--- What is expected ---
Shift every x and y coordinate by adding 59, and rewrite only the lines from the one with "One point marks each instance of the woman's hand." to the one with "(1213, 385)", both included, with each request kept above its points. Leave the pictures out of your answer.
»»
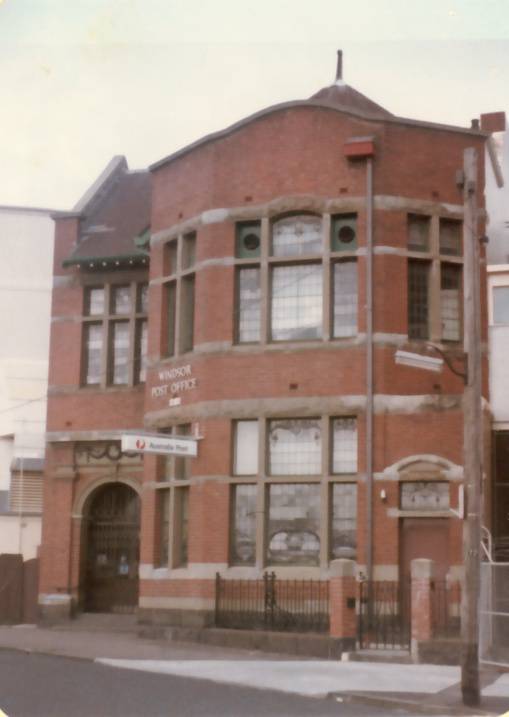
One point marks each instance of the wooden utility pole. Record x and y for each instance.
(472, 436)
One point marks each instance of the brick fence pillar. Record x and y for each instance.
(421, 616)
(343, 618)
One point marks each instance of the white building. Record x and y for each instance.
(26, 237)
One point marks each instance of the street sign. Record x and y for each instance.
(162, 445)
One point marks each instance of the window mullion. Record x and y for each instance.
(178, 298)
(264, 281)
(327, 283)
(132, 337)
(325, 514)
(261, 517)
(435, 323)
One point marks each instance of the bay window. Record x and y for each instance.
(114, 335)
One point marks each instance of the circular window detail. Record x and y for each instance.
(346, 234)
(251, 241)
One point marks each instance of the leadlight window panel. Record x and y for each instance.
(418, 233)
(344, 232)
(297, 236)
(188, 250)
(249, 303)
(424, 495)
(120, 353)
(418, 300)
(345, 299)
(163, 534)
(501, 439)
(295, 447)
(142, 298)
(94, 302)
(296, 311)
(343, 540)
(141, 350)
(294, 524)
(245, 448)
(121, 299)
(248, 240)
(182, 526)
(187, 314)
(93, 342)
(171, 307)
(243, 532)
(450, 237)
(344, 445)
(450, 301)
(501, 304)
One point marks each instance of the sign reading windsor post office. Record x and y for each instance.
(162, 445)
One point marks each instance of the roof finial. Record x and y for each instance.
(339, 66)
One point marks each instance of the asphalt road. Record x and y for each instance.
(34, 685)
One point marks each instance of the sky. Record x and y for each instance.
(85, 80)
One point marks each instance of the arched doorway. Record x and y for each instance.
(112, 526)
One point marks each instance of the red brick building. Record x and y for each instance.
(291, 255)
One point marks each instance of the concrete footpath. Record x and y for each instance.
(429, 689)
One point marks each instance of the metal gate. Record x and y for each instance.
(494, 614)
(112, 550)
(384, 615)
(271, 604)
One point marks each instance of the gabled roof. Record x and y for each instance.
(345, 97)
(113, 214)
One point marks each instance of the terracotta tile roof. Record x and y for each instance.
(345, 97)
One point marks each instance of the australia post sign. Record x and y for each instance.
(163, 445)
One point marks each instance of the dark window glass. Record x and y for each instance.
(170, 258)
(296, 312)
(418, 233)
(248, 240)
(297, 236)
(182, 525)
(344, 232)
(344, 445)
(121, 299)
(450, 301)
(345, 299)
(243, 534)
(188, 251)
(94, 301)
(245, 448)
(450, 237)
(93, 340)
(418, 300)
(249, 296)
(295, 447)
(344, 521)
(182, 465)
(424, 495)
(141, 350)
(294, 524)
(187, 313)
(501, 304)
(163, 527)
(120, 352)
(170, 291)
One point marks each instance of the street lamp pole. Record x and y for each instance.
(472, 436)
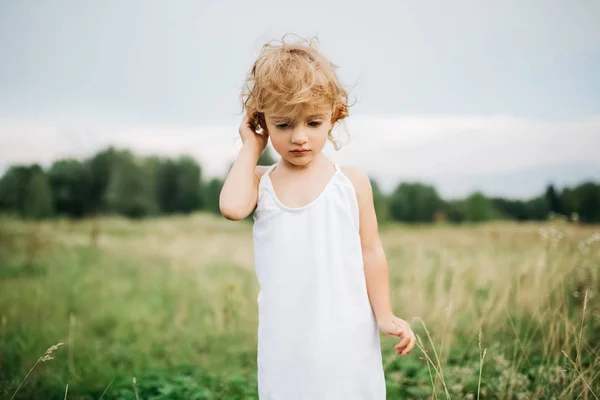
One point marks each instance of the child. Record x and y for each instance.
(321, 268)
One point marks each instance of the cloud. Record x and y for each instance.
(436, 149)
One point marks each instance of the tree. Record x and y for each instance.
(553, 200)
(131, 189)
(510, 209)
(537, 208)
(100, 167)
(13, 188)
(70, 182)
(38, 195)
(381, 202)
(178, 185)
(479, 208)
(414, 202)
(588, 202)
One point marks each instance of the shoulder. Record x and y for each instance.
(360, 180)
(260, 171)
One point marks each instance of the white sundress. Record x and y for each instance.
(317, 334)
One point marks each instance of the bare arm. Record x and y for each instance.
(239, 193)
(240, 190)
(376, 266)
(375, 262)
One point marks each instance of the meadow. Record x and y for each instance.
(165, 308)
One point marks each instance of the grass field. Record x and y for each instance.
(502, 310)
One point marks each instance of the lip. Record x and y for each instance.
(299, 152)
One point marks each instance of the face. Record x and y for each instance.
(298, 142)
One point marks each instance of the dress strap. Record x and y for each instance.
(270, 169)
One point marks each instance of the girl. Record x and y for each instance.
(321, 268)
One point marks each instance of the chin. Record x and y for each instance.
(299, 161)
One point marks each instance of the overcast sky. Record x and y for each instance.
(497, 96)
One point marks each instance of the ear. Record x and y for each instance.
(340, 111)
(258, 122)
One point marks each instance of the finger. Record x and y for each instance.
(403, 343)
(410, 346)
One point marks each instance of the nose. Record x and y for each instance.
(298, 136)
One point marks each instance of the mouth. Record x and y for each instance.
(300, 152)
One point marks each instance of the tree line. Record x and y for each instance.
(115, 181)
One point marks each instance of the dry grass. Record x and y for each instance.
(502, 310)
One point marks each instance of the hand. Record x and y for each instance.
(250, 138)
(398, 327)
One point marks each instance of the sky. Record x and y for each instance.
(502, 97)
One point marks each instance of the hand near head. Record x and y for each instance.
(250, 138)
(398, 327)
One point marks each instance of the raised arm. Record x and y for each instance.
(240, 190)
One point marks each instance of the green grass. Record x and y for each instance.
(172, 302)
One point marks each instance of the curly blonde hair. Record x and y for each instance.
(287, 78)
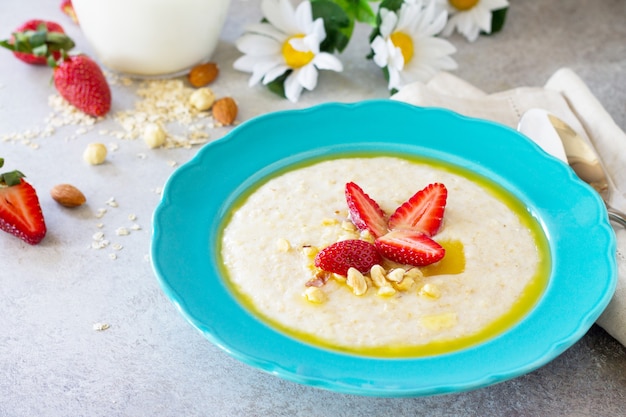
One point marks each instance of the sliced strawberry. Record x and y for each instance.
(365, 213)
(410, 247)
(20, 212)
(68, 8)
(423, 212)
(342, 255)
(81, 82)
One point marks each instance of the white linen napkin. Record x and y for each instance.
(568, 97)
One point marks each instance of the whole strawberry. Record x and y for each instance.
(20, 212)
(81, 82)
(35, 40)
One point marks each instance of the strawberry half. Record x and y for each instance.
(81, 82)
(423, 212)
(35, 40)
(365, 213)
(20, 212)
(410, 247)
(342, 255)
(68, 8)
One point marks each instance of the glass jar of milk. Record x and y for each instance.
(152, 38)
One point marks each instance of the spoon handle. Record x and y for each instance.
(617, 216)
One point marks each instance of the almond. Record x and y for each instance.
(203, 74)
(225, 111)
(67, 195)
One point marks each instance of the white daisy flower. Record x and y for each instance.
(290, 41)
(470, 17)
(407, 46)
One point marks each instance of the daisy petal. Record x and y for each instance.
(261, 69)
(293, 89)
(304, 17)
(327, 61)
(267, 30)
(388, 23)
(307, 77)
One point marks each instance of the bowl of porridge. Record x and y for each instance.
(529, 263)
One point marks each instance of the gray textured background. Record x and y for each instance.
(151, 362)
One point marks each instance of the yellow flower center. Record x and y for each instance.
(405, 43)
(294, 58)
(463, 4)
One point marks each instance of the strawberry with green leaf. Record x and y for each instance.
(20, 212)
(35, 40)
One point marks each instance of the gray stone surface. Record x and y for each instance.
(151, 362)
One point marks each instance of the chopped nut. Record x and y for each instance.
(310, 251)
(430, 291)
(396, 275)
(203, 74)
(319, 280)
(386, 291)
(154, 135)
(356, 281)
(377, 273)
(339, 278)
(404, 285)
(225, 111)
(202, 99)
(314, 295)
(414, 273)
(95, 153)
(283, 245)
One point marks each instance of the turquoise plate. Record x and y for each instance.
(199, 194)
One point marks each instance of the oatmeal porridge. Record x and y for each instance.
(494, 270)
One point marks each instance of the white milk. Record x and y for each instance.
(152, 37)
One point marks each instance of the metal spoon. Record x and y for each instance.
(586, 164)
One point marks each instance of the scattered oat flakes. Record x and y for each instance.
(100, 213)
(122, 231)
(101, 326)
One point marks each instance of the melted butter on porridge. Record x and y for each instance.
(495, 268)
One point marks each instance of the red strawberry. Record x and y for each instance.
(365, 213)
(68, 8)
(423, 212)
(20, 212)
(81, 82)
(410, 247)
(342, 255)
(34, 41)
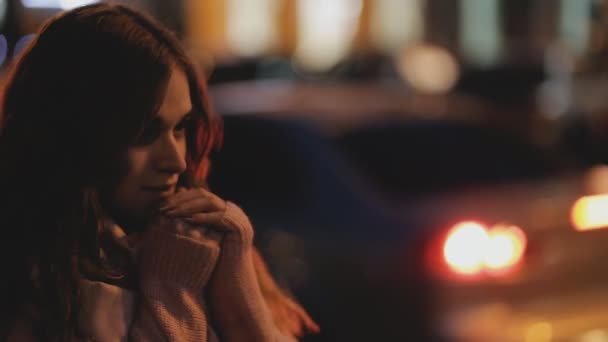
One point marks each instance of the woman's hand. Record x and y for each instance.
(206, 214)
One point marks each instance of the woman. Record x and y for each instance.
(109, 232)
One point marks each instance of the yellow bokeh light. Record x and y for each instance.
(590, 212)
(539, 332)
(505, 247)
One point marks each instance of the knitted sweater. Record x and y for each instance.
(185, 284)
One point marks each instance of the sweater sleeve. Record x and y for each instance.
(238, 307)
(173, 270)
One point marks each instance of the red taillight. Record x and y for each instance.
(471, 248)
(463, 248)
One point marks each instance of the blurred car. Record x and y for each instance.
(398, 217)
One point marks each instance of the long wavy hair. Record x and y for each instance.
(77, 97)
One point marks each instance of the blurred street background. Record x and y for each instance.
(416, 170)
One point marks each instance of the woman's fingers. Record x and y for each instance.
(207, 219)
(182, 197)
(192, 206)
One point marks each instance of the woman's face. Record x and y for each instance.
(156, 161)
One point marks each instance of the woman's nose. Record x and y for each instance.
(172, 156)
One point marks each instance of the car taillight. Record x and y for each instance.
(470, 248)
(590, 212)
(463, 247)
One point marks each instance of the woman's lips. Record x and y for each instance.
(159, 188)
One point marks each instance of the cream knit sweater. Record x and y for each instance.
(185, 286)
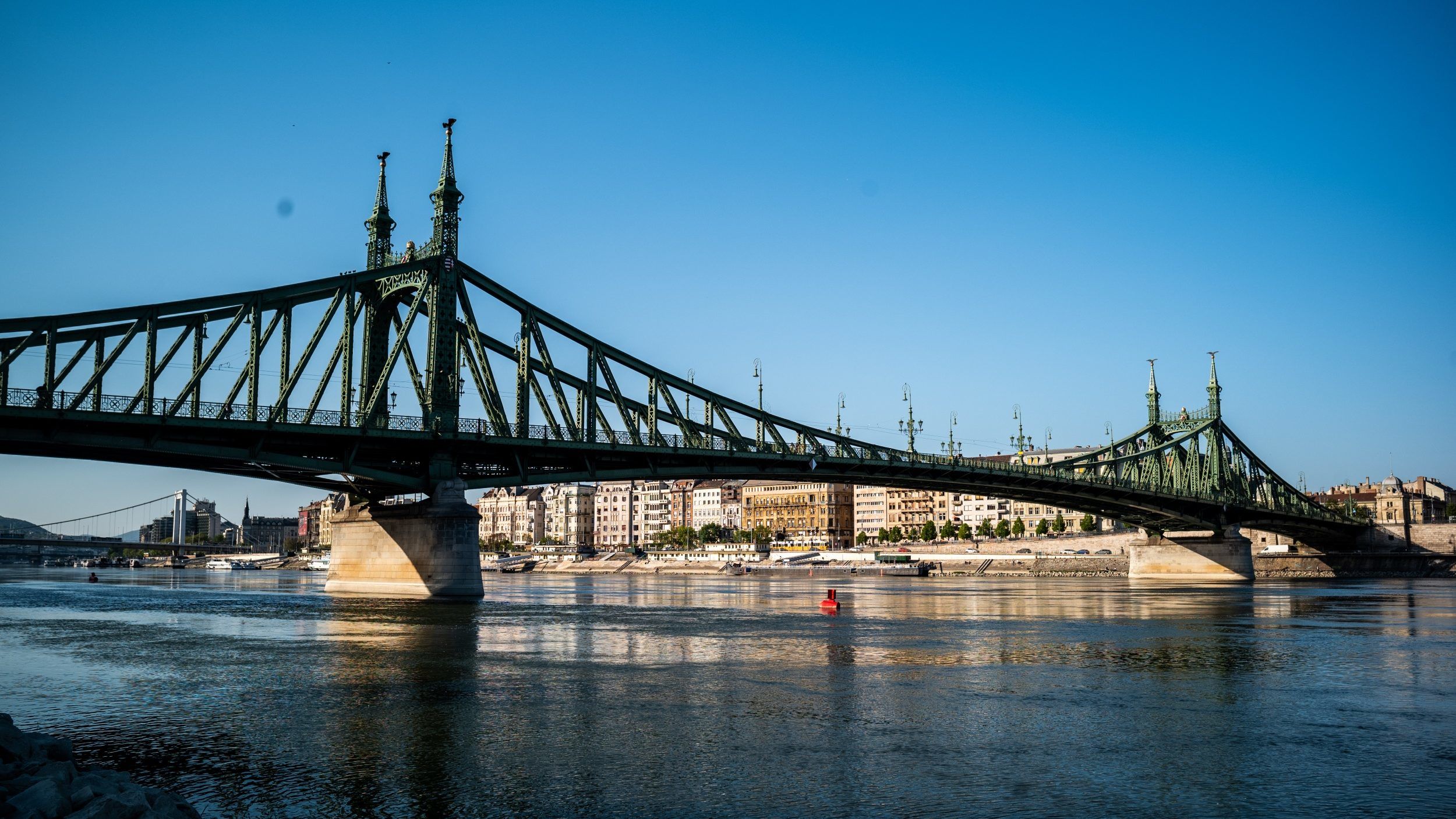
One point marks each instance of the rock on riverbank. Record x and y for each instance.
(40, 780)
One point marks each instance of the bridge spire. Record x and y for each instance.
(446, 239)
(379, 224)
(1152, 394)
(1213, 385)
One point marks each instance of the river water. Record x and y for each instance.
(254, 694)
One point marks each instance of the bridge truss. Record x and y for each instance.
(421, 369)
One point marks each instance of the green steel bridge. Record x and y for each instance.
(501, 393)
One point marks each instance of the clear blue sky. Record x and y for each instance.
(996, 204)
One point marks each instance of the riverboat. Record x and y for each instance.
(919, 569)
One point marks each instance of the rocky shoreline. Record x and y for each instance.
(40, 780)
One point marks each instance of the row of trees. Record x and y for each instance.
(963, 532)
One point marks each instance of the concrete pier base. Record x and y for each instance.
(418, 550)
(1193, 556)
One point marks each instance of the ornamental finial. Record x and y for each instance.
(446, 241)
(1154, 410)
(379, 224)
(1215, 403)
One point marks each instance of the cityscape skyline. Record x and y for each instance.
(932, 225)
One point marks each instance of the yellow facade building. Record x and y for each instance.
(801, 516)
««
--- Solution ---
One point marks each instance of the woman's hand. Record x and y for each instance.
(265, 273)
One point marks each instance of the woman. Record x and y for each instance.
(168, 291)
One point marks each instance of the yellow bokeh light. Record x and y for each instance.
(649, 271)
(598, 391)
(564, 306)
One point marks each instance of the knitted sweater. Record x and y for each instance.
(244, 343)
One point marks each instance of the sweater sleeve. Record x and y for each instance.
(297, 366)
(232, 329)
One point marks each instance of the red taillight. Record x and y for each instance.
(530, 307)
(522, 307)
One point marks each instance of the blurred car. Record x and y for each instance.
(457, 276)
One point marks each instance of the long wavy hair. Record x and y for each instance.
(136, 156)
One point marks each instance of the blurred street background. Record x and y for each instance.
(475, 229)
One point marks each instance of the woman's fingers. Record x and y for each instance.
(266, 278)
(241, 256)
(251, 265)
One point marks each instance of the woman's face. Record x and y for each instance.
(215, 220)
One point marks each instance of the woman's nose. Record x and y for each instance.
(231, 215)
One point marks each instance of the car taillight. Record x and y for each instance.
(529, 307)
(649, 271)
(522, 306)
One point marks each instance of the woman's lips. Record x and y for each instance.
(218, 247)
One point marks each instance of the cream knit sweater. Record x and y for each instance.
(244, 345)
One point marks each instance of the rock on riverbank. Record x and y for each instance.
(99, 839)
One point marks each instance of the bridge spire. Record x and y for each instance.
(505, 298)
(438, 283)
(1211, 453)
(1272, 444)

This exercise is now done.